------ ENTRIES SUPPLIED ------
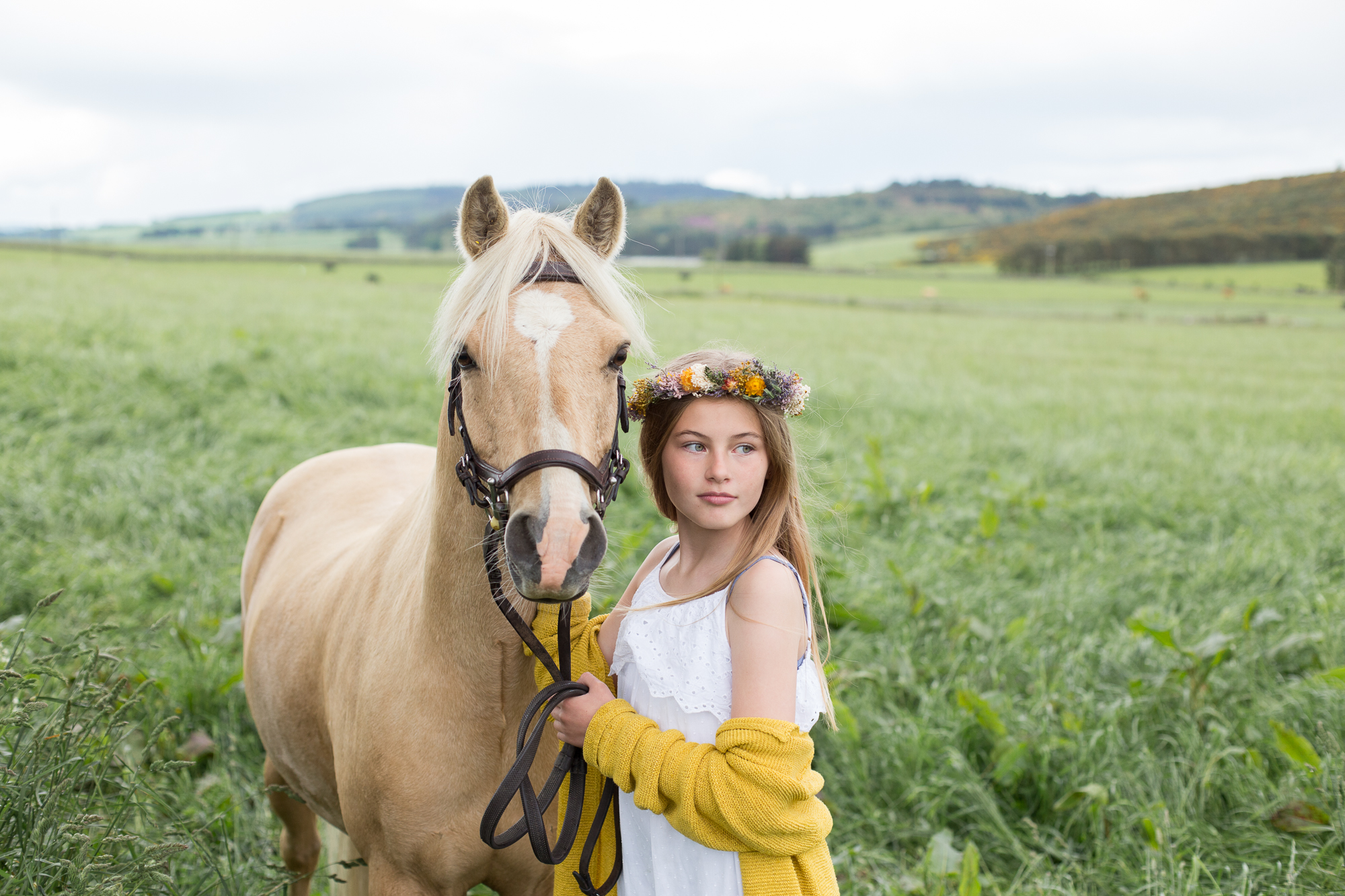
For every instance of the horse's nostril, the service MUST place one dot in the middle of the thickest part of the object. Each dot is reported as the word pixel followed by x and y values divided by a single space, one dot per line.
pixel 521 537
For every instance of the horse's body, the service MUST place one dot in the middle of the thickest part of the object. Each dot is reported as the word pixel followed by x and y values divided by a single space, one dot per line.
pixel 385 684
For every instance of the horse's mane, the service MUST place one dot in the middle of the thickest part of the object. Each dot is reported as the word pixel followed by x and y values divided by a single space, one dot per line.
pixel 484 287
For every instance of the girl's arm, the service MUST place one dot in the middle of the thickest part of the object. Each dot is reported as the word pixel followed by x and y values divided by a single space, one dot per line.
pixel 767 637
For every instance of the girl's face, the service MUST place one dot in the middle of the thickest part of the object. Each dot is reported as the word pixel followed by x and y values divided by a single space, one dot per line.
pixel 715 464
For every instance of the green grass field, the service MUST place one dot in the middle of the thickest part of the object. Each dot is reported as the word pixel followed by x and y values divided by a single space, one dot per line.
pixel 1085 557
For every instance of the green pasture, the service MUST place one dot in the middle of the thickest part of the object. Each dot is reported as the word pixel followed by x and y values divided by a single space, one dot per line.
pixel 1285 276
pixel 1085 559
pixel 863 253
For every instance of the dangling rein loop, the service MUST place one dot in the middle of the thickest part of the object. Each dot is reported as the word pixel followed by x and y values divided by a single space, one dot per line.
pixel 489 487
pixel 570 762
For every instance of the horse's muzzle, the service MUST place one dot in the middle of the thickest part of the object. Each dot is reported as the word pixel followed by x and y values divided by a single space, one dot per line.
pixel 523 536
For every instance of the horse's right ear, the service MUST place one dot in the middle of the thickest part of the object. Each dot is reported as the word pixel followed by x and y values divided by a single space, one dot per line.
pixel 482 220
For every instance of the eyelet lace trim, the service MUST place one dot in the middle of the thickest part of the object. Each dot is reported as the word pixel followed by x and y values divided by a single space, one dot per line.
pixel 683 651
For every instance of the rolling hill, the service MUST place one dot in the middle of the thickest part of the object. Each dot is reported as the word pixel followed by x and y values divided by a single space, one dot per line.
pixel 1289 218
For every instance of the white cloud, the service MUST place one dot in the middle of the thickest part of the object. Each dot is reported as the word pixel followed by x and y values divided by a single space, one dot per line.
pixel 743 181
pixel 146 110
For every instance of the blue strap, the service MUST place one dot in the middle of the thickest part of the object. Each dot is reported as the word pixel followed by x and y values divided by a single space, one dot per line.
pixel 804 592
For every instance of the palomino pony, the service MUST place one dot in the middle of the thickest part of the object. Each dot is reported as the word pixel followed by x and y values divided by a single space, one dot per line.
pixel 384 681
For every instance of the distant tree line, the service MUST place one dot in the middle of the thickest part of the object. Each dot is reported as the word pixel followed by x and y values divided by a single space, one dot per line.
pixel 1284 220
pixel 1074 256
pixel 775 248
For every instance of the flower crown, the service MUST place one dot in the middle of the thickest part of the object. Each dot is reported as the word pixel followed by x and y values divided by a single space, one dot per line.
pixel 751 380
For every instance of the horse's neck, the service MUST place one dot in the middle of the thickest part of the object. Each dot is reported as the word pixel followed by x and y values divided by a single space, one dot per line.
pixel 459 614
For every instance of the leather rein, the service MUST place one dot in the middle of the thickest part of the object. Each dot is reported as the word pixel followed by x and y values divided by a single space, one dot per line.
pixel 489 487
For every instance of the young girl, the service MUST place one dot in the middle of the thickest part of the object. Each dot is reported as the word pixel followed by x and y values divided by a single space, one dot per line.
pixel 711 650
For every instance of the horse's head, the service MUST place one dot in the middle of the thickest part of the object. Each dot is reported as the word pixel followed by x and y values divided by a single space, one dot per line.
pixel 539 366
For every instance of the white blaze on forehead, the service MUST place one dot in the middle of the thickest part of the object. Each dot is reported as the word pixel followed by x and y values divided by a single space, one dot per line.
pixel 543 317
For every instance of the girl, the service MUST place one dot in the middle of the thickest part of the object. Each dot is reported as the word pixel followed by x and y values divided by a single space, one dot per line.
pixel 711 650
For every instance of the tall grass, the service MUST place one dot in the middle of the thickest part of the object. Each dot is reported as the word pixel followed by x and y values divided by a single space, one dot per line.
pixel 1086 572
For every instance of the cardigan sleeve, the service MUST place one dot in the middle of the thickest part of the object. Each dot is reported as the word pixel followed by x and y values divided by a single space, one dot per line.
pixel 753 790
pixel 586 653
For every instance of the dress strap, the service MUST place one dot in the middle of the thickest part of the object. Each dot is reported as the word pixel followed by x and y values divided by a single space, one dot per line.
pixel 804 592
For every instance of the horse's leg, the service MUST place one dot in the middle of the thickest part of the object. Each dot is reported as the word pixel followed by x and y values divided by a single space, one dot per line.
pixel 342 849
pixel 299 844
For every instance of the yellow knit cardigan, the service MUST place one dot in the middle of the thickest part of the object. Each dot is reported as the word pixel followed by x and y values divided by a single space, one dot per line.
------
Return the material exactly as written, except for any pictures it holds.

For every instance of the horse's nostril, the service MUST place one dot in the middle of the thickest part of the object. Each dot is reported as the word pixel followed by x and y values divided by a single space, one dot per line.
pixel 521 537
For every instance of the horse's body, the service MUST place one dot in the middle of the thickest part of the object. Each dot is reported as the word pixel followed by x and y values divided by a single space, one dot per line.
pixel 385 684
For every instance of the horse's mane, the service MUST place one dot in the middle of the thickest part of the object. Each dot is reported as the word pixel followed by x and y values divided by a single space, one dot per line.
pixel 484 287
For every instance of the girl's arm, the service MUST place one dot in the middle of the thickest part of the object. Each dot is reported as the word pixel followed by x and y values divided by a single space, one dot per line.
pixel 767 637
For every instance of the girl's face, the service MUST place one dot in the middle of the thickest part of the object. Each dot is reported as the word pixel followed by x and y values divided by a single space, one dot per line.
pixel 715 464
For every instance of the green grass field, the service MUST place one dot in the middle of the thickest part of the object. Each dot is reported as the word pixel followed by x and y values divided by a single space, one dot per line.
pixel 1085 557
For every instance of the green pasture, the service MUST place one dot in the middle of the thickest part of the object. Each dot is reported as the word pixel followed by x and y values divided by a single space, one dot per line.
pixel 1285 276
pixel 1085 559
pixel 863 253
For every instance of the dangling rein loop, the service MUST place one dot in the middle of the thickest part of the object. Each dot is reported as the word pixel followed by x and y values divided by a single space, one dot per line.
pixel 489 487
pixel 570 762
For every instance of the horse's muzzle, the service MUST place one dot in the middle of the thickest part of the object. Each dot is reported as the word pixel followed by x and y values divided by a single space, one dot per line.
pixel 523 536
For every instance of the horse's right ear, the service MUST place one dot in the middle of the thickest part of the object. Each dot is reported as the word pixel followed by x and y values divided by a single space, one dot per line.
pixel 482 220
For every instance of the eyelet lace trim, the service MUST place one dot in the middle of the thickest part of the object. Each dot is reported as the word pixel followed by x and y values divided by a single space, one dot per line.
pixel 683 651
For every instance of the rolling hill, the service MUST place one dot in the middle of the thickest part of the object. Each dot is reported as the word pixel followed by x and y values divided by a single space, one dot per line.
pixel 1289 218
For every instance of the white cloud, the service MUST place one dot in the middle of the thickest part of the object. Each dot is reported as the word pixel followed by x and y values divided by a single space, one dot per line.
pixel 743 181
pixel 146 110
For every instance of the blue strap, the service MUST place one dot in the middle of the thickest part of the object. Each dot is reported as the word pixel followed by x and y values divided by a single space, one dot per line.
pixel 804 592
For every instance of the palomino pony, the service MUST place one dot in the middle of the thickest part of the object. Each dot is reported as the word pixel followed by x and y values divided by a single space, one dot per line.
pixel 384 681
For every instance of the distant tree line, the service MUST place one dot in the middle of the thickest part of the object. Each dot is reported as the word pixel followed by x and y values divided by a single space, one dot per line.
pixel 1284 220
pixel 1074 256
pixel 775 248
For every instance of the flower crown, the service MUST place one dot in the middle of the thickest part of the object. Each dot is reported as the word pixel followed by x and y values divided by a single space, one dot per line.
pixel 751 380
For every instance of the horse's neck, the service MUST place one dot in the middle of the thickest part of the object. Each dot is reported as the word pixel followed by x and y values divided by a single space, one dot per line.
pixel 459 614
For every instance of the leather rein, the service MUST place one dot in the middle of the thickest part of the object. Each dot is reported as the word pixel followed by x and y values divided by a single space, one dot per line.
pixel 489 487
For every instance of the young girl, the service MUST place one dot in the middle of the thickest part of the object. Each dot is reported as the word pixel followed by x and y values divided by a single space, one dot per line.
pixel 711 650
For every instance of the horse's head, the service MUST place one dot in the middle of the thickest part of the object. Each dot is reported as the word pixel followed by x and y values divided by a single space, one dot per line.
pixel 539 366
For every instance of the white blaze on forehead, the service MUST place one dot in the middle of the thickest part of the object. Each dot is reported as the word pixel followed by x and y values divided by a single space, one dot per line.
pixel 543 317
For every instance of the girl, the service MUST place one dot in the middle of the thickest part of the object. Each dot is reported as the word pixel followed by x and y values divided by a single space, one dot per line.
pixel 711 650
For every instance of the tall grass, the service MUST place one dot in the middle of the thickest part of the object. Each dot is reported as the word pixel followed by x and y values divided by a single space, one dot per line.
pixel 1086 572
For every instance of the cardigan sleeve, the service MUST place one dot in the middle of the thickest part of the object. Each dot is reported as the word pixel followed by x and y values divided by a single space, one dot per line.
pixel 753 790
pixel 586 653
For every instance of the dress strap, the service MUST place one dot in the middle of the thickest part of the object. Each dot is reported as the word pixel followed by x and y values divided by a single space, one dot per line.
pixel 804 592
For every instance of the horse's leg, the service MUST place one dot in the middle of the thickest part of the object. Each dot is reported as the word pixel followed by x and y values divided by a single space, one dot per line.
pixel 342 849
pixel 299 844
For every instance of the yellow knit cardigan, the service MUST place one dot in the middle of the thickest part of the object. Each dot is reported as the word pixel followed by x and y values divided by a single space, one dot per line.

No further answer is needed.